QUOTED PASSAGE —
———
Revision as of 20:28, 5 July 2021

Problem 30

In a tennis tournament, $n$ women and $2n$ men play, and each player plays exactly one match with every other player. If there are no ties and the ratio of the number of matches won by women to the number of matches won by men is $7/5$, then $n$ equals

$\textbf{(A) }2\qquad \textbf{(B) }4\qquad \textbf{(C) }6\qquad \textbf{(D) }7\qquad  \textbf{(E) }\text{none of these}$


Solution

Since there are $n$ women, the number of matches between only women is $\frac{n(n-1)}{2},$ and similarly, there are $(2n - 1)n$ matches between only men. Since every woman plays every man exactly once, there are $2n\cdot n = 2n^2$ matches which are between a man and a woman. Call these $2n^2$ matches co-ed matches, and let $w$ be the number of co-ed matches won by women.
———
EXTRACTED RECORDS —
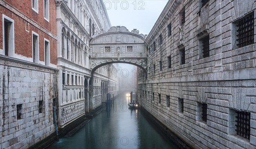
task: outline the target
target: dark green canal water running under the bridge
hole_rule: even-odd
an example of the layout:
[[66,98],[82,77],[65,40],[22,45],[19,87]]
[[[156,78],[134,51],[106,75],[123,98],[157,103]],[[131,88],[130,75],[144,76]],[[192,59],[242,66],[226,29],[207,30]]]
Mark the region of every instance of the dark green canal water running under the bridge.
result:
[[116,98],[72,137],[60,138],[49,149],[178,149],[143,116],[128,109],[128,100]]

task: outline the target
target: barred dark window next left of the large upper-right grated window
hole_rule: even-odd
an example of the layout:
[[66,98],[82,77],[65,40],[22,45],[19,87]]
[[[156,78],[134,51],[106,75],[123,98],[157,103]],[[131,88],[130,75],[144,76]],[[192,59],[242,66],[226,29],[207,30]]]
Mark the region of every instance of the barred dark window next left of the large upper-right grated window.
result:
[[209,34],[206,37],[203,37],[199,40],[199,49],[201,49],[201,56],[202,58],[209,57]]

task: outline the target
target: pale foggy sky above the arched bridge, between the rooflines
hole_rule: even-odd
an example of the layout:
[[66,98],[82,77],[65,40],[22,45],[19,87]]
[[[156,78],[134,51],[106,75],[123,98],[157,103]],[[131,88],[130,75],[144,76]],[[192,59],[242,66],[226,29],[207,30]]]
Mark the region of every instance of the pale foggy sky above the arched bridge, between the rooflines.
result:
[[112,26],[149,34],[168,0],[103,0]]

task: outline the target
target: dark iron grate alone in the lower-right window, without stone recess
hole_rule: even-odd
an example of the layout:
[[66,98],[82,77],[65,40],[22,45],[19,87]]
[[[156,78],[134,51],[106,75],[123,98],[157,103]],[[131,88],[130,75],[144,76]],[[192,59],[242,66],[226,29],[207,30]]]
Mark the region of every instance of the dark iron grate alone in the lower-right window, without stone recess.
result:
[[250,112],[236,111],[236,134],[250,140]]

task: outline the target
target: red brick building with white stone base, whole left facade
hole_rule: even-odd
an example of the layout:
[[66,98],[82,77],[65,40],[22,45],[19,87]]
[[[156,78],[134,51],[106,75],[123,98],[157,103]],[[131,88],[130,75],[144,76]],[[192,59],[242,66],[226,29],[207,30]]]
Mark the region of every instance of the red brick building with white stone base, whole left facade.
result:
[[0,148],[28,148],[55,135],[55,0],[0,0],[0,12]]

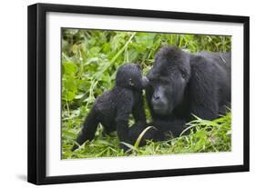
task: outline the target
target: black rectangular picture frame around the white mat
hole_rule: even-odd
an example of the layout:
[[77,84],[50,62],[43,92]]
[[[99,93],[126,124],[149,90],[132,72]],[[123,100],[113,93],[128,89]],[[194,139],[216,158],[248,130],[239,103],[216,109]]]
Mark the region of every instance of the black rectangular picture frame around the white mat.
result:
[[[78,174],[46,176],[46,13],[76,13],[90,15],[121,15],[189,21],[211,21],[243,24],[243,164],[124,173]],[[237,15],[208,15],[153,10],[123,9],[80,5],[36,4],[28,6],[28,153],[27,181],[36,184],[78,183],[133,178],[231,173],[249,171],[249,33],[250,18]]]

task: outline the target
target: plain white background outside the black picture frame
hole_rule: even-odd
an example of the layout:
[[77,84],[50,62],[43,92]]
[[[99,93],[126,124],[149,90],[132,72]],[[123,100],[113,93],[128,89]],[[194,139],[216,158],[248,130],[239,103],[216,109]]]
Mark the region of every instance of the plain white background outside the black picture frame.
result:
[[[33,187],[26,183],[26,6],[43,1],[3,1],[1,4],[1,152],[0,186]],[[44,1],[76,5],[101,5],[127,8],[200,12],[251,16],[251,172],[179,176],[154,179],[112,181],[103,183],[58,184],[48,187],[230,187],[255,186],[255,98],[256,94],[256,12],[253,1],[179,0],[73,0]],[[254,35],[253,35],[254,34]],[[254,52],[254,53],[252,53]],[[254,138],[252,137],[254,136]],[[247,184],[247,185],[246,185]]]

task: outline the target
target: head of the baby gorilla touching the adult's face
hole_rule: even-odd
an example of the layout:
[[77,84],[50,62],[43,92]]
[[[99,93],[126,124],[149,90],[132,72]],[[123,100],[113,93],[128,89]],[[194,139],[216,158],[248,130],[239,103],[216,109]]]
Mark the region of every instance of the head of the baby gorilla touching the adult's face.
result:
[[118,68],[116,85],[141,90],[148,85],[148,78],[142,76],[141,69],[137,64],[123,64]]

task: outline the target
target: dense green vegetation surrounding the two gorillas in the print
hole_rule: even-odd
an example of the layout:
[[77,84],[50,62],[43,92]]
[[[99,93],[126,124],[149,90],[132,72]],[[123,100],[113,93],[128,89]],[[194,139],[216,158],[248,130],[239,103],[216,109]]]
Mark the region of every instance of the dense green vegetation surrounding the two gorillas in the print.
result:
[[[116,134],[102,137],[101,126],[92,142],[75,152],[70,151],[91,105],[99,94],[113,86],[120,64],[137,63],[145,74],[162,45],[177,45],[192,53],[202,50],[226,52],[230,51],[230,41],[230,36],[63,29],[62,158],[127,155],[119,149]],[[147,105],[146,114],[150,121]],[[230,151],[230,117],[230,113],[214,121],[196,117],[187,124],[185,131],[189,135],[181,134],[179,138],[160,143],[148,142],[140,148],[138,143],[129,145],[131,155]]]

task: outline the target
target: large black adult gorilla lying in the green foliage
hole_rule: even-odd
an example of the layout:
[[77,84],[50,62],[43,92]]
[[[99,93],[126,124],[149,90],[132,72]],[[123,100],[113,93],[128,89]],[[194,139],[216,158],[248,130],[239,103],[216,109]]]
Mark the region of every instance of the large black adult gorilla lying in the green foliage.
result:
[[[212,120],[230,106],[230,53],[189,54],[174,46],[160,48],[148,74],[146,96],[158,131],[146,139],[179,136],[194,117]],[[138,126],[130,134],[140,132]],[[157,134],[156,134],[157,133]]]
———
REQUIREMENT — Can you pick up the tennis tournament solution after its last sentence and carry it on? The rows aren't needed here.

ANSWER AREA —
Then it follows that \[\frac 75 = \frac{\frac{n(n-1)}{2} + w}{(2n - 1)n + 2n^2 - w},\] which can be simplified to \[w = \frac{17}{8}n^2 - \frac38 n.\]

The number of matches won by women must be less than the total number of matches, so we obtain the inequality \[\frac{17}{8}n^2 - \frac38 n\leq 2n^2.\] Rearranging and factoring gives \[0\leq -n(n-3),\] and the only integers which satisfy this inequality are $n = 0,1,2,$ and $3.$

Clearly, there could not have been $0$ people in the tournament, so $n\neq 0.$ If $n = 1,$ then there would have been only one woman and two men in the tournament, in which case the woman could not have won the majority of the matches.

We can now plug $n = 2$ back into the equation \[\frac 75 = \frac{\frac{n(n-1)}{2} + w}{(2n - 1)n + 2n^2 - w},\] and solving for $w$ gives $w = \frac{31}{4}.$ Since $w$ must be an integer, $n$ cannot be $2.$ It follows that $n = 3,$ so the answer is (E). (When $n = 3,$ solving gives $w = 18.$)